Work instructions:
Which lines in the listing below contain the string "green", matching case? Copy each of those lines out in full.

-- start Recorded data --

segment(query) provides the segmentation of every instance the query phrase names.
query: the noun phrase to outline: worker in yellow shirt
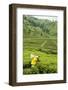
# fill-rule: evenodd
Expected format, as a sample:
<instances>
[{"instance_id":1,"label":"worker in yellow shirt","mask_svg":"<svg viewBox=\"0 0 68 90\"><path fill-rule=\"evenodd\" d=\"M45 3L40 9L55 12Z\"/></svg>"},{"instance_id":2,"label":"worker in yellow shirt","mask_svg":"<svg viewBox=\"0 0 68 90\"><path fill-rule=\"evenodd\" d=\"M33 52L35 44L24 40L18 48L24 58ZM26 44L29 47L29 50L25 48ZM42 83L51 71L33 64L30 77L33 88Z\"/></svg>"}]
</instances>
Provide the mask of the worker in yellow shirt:
<instances>
[{"instance_id":1,"label":"worker in yellow shirt","mask_svg":"<svg viewBox=\"0 0 68 90\"><path fill-rule=\"evenodd\" d=\"M39 57L32 55L31 59L31 67L34 67L39 62Z\"/></svg>"}]
</instances>

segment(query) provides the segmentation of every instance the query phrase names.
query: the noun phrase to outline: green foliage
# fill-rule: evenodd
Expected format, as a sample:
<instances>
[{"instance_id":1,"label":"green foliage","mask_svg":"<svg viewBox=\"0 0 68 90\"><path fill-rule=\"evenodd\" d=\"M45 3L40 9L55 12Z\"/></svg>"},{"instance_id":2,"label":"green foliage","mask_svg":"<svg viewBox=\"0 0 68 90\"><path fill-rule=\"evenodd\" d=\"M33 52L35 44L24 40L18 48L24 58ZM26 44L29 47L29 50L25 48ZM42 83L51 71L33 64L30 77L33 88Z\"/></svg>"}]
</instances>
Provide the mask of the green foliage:
<instances>
[{"instance_id":1,"label":"green foliage","mask_svg":"<svg viewBox=\"0 0 68 90\"><path fill-rule=\"evenodd\" d=\"M23 16L23 74L57 73L57 21ZM40 56L32 67L30 54Z\"/></svg>"}]
</instances>

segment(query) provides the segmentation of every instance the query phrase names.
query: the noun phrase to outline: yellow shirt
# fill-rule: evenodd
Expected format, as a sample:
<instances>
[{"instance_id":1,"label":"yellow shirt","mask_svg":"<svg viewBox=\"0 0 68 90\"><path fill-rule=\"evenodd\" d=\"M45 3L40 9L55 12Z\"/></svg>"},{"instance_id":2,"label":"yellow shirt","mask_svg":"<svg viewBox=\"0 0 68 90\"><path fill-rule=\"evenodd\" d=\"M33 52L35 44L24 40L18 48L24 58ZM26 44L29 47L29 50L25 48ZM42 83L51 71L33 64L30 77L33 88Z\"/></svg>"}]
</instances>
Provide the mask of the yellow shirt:
<instances>
[{"instance_id":1,"label":"yellow shirt","mask_svg":"<svg viewBox=\"0 0 68 90\"><path fill-rule=\"evenodd\" d=\"M32 58L31 64L35 65L36 63L37 63L37 58L36 57Z\"/></svg>"}]
</instances>

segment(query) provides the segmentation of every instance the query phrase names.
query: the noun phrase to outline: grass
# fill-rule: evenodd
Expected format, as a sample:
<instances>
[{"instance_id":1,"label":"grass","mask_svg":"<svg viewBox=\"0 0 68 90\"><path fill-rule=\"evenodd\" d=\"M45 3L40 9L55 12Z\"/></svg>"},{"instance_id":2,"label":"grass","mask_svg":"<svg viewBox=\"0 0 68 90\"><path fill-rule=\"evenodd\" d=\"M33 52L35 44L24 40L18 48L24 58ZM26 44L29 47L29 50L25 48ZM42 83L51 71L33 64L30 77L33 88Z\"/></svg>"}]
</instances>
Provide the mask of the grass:
<instances>
[{"instance_id":1,"label":"grass","mask_svg":"<svg viewBox=\"0 0 68 90\"><path fill-rule=\"evenodd\" d=\"M35 67L31 67L30 54L40 56L40 62ZM47 54L36 49L27 48L24 50L23 74L44 74L57 73L57 55Z\"/></svg>"}]
</instances>

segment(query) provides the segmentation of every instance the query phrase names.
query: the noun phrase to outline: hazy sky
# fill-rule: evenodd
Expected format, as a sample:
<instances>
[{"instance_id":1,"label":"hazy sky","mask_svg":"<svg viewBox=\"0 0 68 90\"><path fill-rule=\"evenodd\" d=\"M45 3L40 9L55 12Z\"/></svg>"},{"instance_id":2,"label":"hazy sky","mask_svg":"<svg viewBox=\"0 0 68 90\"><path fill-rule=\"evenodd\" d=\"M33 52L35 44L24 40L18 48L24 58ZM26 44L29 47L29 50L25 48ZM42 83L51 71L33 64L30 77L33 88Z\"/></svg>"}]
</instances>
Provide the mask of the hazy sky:
<instances>
[{"instance_id":1,"label":"hazy sky","mask_svg":"<svg viewBox=\"0 0 68 90\"><path fill-rule=\"evenodd\" d=\"M48 19L48 20L51 20L51 21L57 21L57 17L56 16L32 16L32 17L35 17L35 18L38 18L38 19Z\"/></svg>"}]
</instances>

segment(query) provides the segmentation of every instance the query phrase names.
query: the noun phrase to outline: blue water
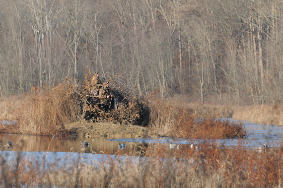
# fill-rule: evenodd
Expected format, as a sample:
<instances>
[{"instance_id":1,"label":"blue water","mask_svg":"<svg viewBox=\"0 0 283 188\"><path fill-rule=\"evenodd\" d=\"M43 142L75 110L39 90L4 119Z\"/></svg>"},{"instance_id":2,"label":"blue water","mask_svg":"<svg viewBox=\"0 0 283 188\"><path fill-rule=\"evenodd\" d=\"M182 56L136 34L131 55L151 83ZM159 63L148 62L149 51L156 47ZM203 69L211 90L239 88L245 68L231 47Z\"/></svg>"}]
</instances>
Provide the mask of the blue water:
<instances>
[{"instance_id":1,"label":"blue water","mask_svg":"<svg viewBox=\"0 0 283 188\"><path fill-rule=\"evenodd\" d=\"M223 121L226 119L222 119ZM198 121L199 121L198 120ZM229 121L239 121L229 119ZM200 121L201 121L200 120ZM181 144L183 148L190 148L191 143L195 145L204 143L210 144L216 143L218 146L234 148L240 145L248 148L262 147L266 142L270 148L281 145L283 142L283 126L276 125L258 125L248 122L241 121L247 135L242 138L203 139L181 139L162 137L157 138L121 138L117 139L89 139L84 141L90 143L89 147L82 148L79 144L80 140L76 139L62 139L58 137L41 137L38 136L20 135L11 134L0 134L0 150L21 152L59 152L64 153L83 152L85 153L115 155L135 155L140 147L148 143L158 143L162 146L168 146L170 142ZM3 122L1 122L3 123ZM14 123L13 122L7 124ZM12 146L8 148L5 145L9 141ZM125 149L119 150L119 142L126 144Z\"/></svg>"},{"instance_id":2,"label":"blue water","mask_svg":"<svg viewBox=\"0 0 283 188\"><path fill-rule=\"evenodd\" d=\"M225 120L225 119L222 119ZM119 142L169 143L170 142L181 144L194 145L216 142L219 145L236 146L240 144L243 147L261 147L265 142L270 147L278 147L283 143L283 126L255 124L246 121L228 119L234 122L241 122L246 130L247 135L244 138L232 139L184 139L162 137L157 139L150 138L124 138L109 140Z\"/></svg>"}]
</instances>

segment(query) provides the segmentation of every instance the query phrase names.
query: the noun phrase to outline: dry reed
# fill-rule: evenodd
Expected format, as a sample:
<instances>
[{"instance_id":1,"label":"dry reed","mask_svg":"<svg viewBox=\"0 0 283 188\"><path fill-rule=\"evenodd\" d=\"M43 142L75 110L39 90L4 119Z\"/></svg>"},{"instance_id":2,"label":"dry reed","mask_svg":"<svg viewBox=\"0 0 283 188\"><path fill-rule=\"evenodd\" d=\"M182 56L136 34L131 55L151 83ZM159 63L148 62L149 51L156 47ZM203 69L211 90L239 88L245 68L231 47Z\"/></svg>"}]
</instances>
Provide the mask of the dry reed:
<instances>
[{"instance_id":1,"label":"dry reed","mask_svg":"<svg viewBox=\"0 0 283 188\"><path fill-rule=\"evenodd\" d=\"M49 164L1 157L0 184L6 186L80 187L282 187L283 149L258 152L216 143L199 150L150 145L145 157L111 156L87 162L61 159ZM66 162L68 161L68 162ZM40 162L41 161L41 162Z\"/></svg>"},{"instance_id":2,"label":"dry reed","mask_svg":"<svg viewBox=\"0 0 283 188\"><path fill-rule=\"evenodd\" d=\"M215 119L206 115L200 117L186 103L171 99L151 98L148 100L150 102L150 125L164 135L218 139L243 137L246 135L240 123Z\"/></svg>"}]
</instances>

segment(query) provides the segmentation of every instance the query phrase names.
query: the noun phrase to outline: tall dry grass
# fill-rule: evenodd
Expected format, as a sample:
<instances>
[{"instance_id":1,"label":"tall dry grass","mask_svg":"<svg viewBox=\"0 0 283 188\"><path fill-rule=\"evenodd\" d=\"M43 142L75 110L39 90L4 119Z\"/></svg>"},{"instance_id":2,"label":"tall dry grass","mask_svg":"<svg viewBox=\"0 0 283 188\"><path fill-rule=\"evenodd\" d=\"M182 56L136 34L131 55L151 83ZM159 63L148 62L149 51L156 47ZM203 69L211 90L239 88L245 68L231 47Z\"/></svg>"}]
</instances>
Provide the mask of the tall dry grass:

-- end Recorded data --

Solution:
query: the noun phrase to outline: green foliage
[{"instance_id":1,"label":"green foliage","mask_svg":"<svg viewBox=\"0 0 68 90\"><path fill-rule=\"evenodd\" d=\"M45 3L40 9L55 12Z\"/></svg>"},{"instance_id":2,"label":"green foliage","mask_svg":"<svg viewBox=\"0 0 68 90\"><path fill-rule=\"evenodd\" d=\"M33 52L35 44L24 40L18 48L24 58ZM26 44L29 47L29 50L25 48ZM42 83L51 71L33 64L30 77L33 88Z\"/></svg>"}]
Provide the mask of the green foliage:
[{"instance_id":1,"label":"green foliage","mask_svg":"<svg viewBox=\"0 0 68 90\"><path fill-rule=\"evenodd\" d=\"M23 16L23 74L57 73L57 21ZM40 56L32 67L30 54Z\"/></svg>"}]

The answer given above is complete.